Sumber Gambar : http://www.alabn.com
Guru
adalah profesi yang mempersiapkan sumber daya manusia untuk menyongsong
pembangunan bangsa dalam mengisi kemerdekaan. Guru dengan segala kemampuannya
dan daya upayanya mempersiapkan pembelajaran bagi peserta didiknya. Sehingga
tidak salah jika kita menempatkan guru sebagai
salah satu kunci pembangunan
bangsa menjadi bangsa yang maju dimasa yang akan datang. Dapat dibayangkan jika
guru tidak menempatkan fungsi sebagaimana mestinya, bangsa dan negara ini akan
tertinggal dalam kemajuan ilmu pengetahuan dan teknologi yang kian waktu tidak
terbendung lagi perkembangannya.
Namun
posisi guru saat ini, dizaman yang serba modern ini menjadi tergantung, banyak
guru yang belum dapat merasakan arti profesinya. Kehidupan guru yang penuh ketidak
pastian mulai dari adanya ketidak setaraan derajat sampai upah yang terlalu
minim. Masih banyaknya guru honorer yang upah sangat minim seakan menjelaskan
identitas guru sebagai pahlawan tanpa tanda” anggapan tak perlu upah”.. Pada
hal peran guru sangat muliah bagi bangkitnya negara kita yang mencoba take off
dari era berkembang ke era maju. Seharusnya kita belajar banyak dari sejarah
kenegeraan jepang dari keterpurukan pasca bom dasyat era 1945 yang sejak saat
itu mengalami perkembangan yang sangat pesat sampai saat ini menjadi pusat
teknologi mutahir, dan itu karena apa, karena jasa guru mereka yang begitu
mereka jaga dan hormati.
Kehidupan
guru di indonesia seakan penuh dengan warna, disisi lain berwarna terang dan
disisi lain kusam. Berlatar belanga dari hal itu dalam sebuah makalah ini
penulis mencoba mengulas, memberi tahu dan merincikan tentang sesuatu mengenai
figure seorang guru sebagai cermin pendidikan diindonesia yang dirangkum dalam
sebuah makalah dengan judul aneka warna profesi guru.

+ + + + +

Tugas yang Dikerjakan:
a: Kutip teks tentang profesi guru, mulai dari "Sumber Gambar : http://www.alabn.com" dan berakhir pada "terbendung lagi perkembangannya.".
b: Menurut teks tentang profesi guru, apa saja yang penulis coba lakukan dalam makalah? Sebutkan semuanya.
Data di bawah ini diambil dari sumber yang berbeda.

+ + + + +

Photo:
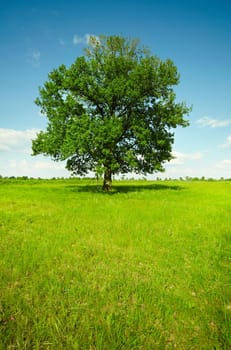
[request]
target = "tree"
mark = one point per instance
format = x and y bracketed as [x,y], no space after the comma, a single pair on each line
[113,111]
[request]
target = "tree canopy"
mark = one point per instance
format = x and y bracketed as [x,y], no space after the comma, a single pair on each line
[112,111]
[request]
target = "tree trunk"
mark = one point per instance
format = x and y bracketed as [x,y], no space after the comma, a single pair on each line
[107,180]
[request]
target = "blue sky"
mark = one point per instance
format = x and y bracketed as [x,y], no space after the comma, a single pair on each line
[37,36]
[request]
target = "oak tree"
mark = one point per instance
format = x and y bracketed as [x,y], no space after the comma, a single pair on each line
[112,111]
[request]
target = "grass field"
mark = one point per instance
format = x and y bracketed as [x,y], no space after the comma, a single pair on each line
[146,266]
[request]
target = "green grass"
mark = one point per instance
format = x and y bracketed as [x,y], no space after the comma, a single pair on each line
[146,266]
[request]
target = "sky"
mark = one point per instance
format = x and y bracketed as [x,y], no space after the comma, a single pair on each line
[38,36]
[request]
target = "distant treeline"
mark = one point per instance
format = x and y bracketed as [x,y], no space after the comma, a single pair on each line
[187,178]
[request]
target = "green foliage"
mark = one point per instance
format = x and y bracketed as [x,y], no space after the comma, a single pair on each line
[113,109]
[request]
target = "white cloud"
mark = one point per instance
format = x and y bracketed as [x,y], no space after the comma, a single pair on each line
[16,140]
[213,123]
[227,144]
[29,166]
[224,164]
[181,158]
[85,39]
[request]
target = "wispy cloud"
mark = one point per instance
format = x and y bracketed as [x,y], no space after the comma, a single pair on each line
[16,140]
[85,39]
[34,57]
[227,144]
[181,158]
[213,123]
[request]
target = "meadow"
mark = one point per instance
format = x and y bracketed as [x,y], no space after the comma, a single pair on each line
[146,266]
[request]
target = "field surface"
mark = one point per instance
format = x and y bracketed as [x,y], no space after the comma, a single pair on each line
[146,266]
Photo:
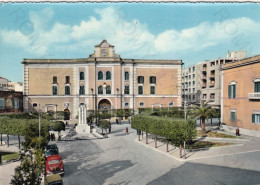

+ + + + +

Jawaban Tugas:
a:
Sumber Gambar : http://www.alabn.com
Guru
adalah profesi yang mempersiapkan sumber daya manusia untuk menyongsong
pembangunan bangsa dalam mengisi kemerdekaan. Guru dengan segala kemampuannya
dan daya upayanya mempersiapkan pembelajaran bagi peserta didiknya. Sehingga
tidak salah jika kita menempatkan guru sebagai
salah satu kunci pembangunan
bangsa menjadi bangsa yang maju dimasa yang akan datang. Dapat dibayangkan jika
guru tidak menempatkan fungsi sebagaimana mestinya, bangsa dan negara ini akan
tertinggal dalam kemajuan ilmu pengetahuan dan teknologi yang kian waktu tidak
terbendung lagi perkembangannya.

b: mengulas, memberi tahu, merincikan